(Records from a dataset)
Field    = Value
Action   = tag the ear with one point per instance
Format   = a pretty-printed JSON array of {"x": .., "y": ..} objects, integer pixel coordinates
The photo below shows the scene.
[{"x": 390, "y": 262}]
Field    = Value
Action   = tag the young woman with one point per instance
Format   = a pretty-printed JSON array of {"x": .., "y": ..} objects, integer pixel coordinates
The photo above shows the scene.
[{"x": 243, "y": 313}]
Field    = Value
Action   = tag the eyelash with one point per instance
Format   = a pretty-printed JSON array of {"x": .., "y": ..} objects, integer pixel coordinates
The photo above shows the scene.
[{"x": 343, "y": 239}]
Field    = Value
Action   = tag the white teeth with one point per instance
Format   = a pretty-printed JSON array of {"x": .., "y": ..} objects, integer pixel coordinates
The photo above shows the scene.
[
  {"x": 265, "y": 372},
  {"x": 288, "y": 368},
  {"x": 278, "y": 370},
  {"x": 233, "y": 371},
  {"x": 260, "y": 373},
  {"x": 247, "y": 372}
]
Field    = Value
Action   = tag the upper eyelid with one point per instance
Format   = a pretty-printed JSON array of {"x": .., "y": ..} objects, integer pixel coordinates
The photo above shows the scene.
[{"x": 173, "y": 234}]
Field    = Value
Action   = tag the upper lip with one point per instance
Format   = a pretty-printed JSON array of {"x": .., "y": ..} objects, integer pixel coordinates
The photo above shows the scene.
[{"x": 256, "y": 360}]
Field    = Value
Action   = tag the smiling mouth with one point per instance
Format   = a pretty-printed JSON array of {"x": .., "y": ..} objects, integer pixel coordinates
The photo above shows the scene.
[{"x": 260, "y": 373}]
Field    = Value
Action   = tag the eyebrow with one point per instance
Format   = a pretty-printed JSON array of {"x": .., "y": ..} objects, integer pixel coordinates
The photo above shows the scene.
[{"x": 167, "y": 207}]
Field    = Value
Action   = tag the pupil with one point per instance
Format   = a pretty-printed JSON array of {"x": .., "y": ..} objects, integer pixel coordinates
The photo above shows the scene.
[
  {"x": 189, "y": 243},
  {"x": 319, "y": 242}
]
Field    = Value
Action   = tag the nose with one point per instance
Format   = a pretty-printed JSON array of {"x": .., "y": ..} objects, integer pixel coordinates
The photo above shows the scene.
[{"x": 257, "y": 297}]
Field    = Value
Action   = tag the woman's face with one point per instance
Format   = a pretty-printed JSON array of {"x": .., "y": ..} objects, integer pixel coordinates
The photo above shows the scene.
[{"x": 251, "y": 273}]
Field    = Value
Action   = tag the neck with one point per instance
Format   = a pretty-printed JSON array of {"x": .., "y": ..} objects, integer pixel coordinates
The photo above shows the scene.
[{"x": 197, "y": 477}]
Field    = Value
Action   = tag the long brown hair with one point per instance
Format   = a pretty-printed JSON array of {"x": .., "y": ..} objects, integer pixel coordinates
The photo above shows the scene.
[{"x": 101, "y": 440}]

*Work required*
Send back all of the entries exactly, with nothing missing.

*Worked solution*
Field    = Value
Action   = tag the ear with one point per instance
Format   = a pretty-printed JSON array of {"x": .., "y": ..} objects, integer pixel coordinates
The photo below shows the scene.
[{"x": 390, "y": 262}]
Field    = Value
Action   = tag the young woman with one point per instance
Format   = a pretty-printed JSON array of {"x": .., "y": ..} objects, integer pixel coordinates
The photo above shows the scene.
[{"x": 243, "y": 313}]
Field    = Value
Action   = tag the eyelash with one point per instance
Format   = a pretty-printed JSON array of {"x": .., "y": ..} objects, integer pixel coordinates
The photo above shows the scene.
[{"x": 343, "y": 239}]
Field    = Value
Action   = tag the white teeth with one point per instance
Format   = a pretty-printed JSON array of {"x": .., "y": ..} objects, integer pixel coordinates
The photo above shows the scene.
[
  {"x": 265, "y": 372},
  {"x": 288, "y": 368},
  {"x": 278, "y": 370},
  {"x": 233, "y": 371},
  {"x": 260, "y": 373},
  {"x": 247, "y": 372}
]
Field    = Value
Action   = tag the upper eyelid with one point per instance
Format   = a pretty-printed JSON array of {"x": .., "y": ..} objects, integer pixel coordinates
The photo above shows the scene.
[{"x": 173, "y": 234}]
Field    = Value
Action   = tag the upper lip with one point per instance
Format   = a pretty-printed JSON array of {"x": .., "y": ..} objects, integer pixel coordinates
The photo above shows the scene.
[{"x": 256, "y": 360}]
Field    = Value
Action   = tag the smiling mouth with one point per instance
Format   = a pretty-printed JSON array of {"x": .., "y": ..} objects, integer pixel coordinates
The photo above shows the scene.
[{"x": 260, "y": 373}]
Field    = Value
Action   = tag the eyebrow with one point per instance
Format   = a pretty-printed JSON array of {"x": .., "y": ..} objects, integer pixel coordinates
The photo above shows the scene.
[{"x": 167, "y": 207}]
Field    = Value
Action   = tag the pupil with one point per instance
Format   = a pretty-printed JSON array of {"x": .., "y": ..} objects, integer pixel coordinates
The photo above shows the scene.
[
  {"x": 189, "y": 243},
  {"x": 319, "y": 242}
]
Field    = Value
Action   = tag the nose with one point per instance
Format   = a pretty-printed JSON array of {"x": .., "y": ..} objects, integer pixel coordinates
The photo above shows the scene.
[{"x": 257, "y": 297}]
Field    = Value
Action   = tag the woman's face with one point per instance
Format   = a pretty-printed JSON array of {"x": .., "y": ..} objects, integer pixel coordinates
The photo above shows the scene.
[{"x": 251, "y": 273}]
Field    = Value
Action   = tag the neck with one point per instance
Format   = a pretty-printed JSON array of {"x": .., "y": ..} objects, integer pixel coordinates
The photo above shows the scene.
[{"x": 197, "y": 477}]
Field    = Value
Action   = tag the long brown hair with one point per instance
Format   = a pretty-printed JSON array of {"x": .., "y": ..} objects, integer pixel coordinates
The photo above shows the scene.
[{"x": 101, "y": 440}]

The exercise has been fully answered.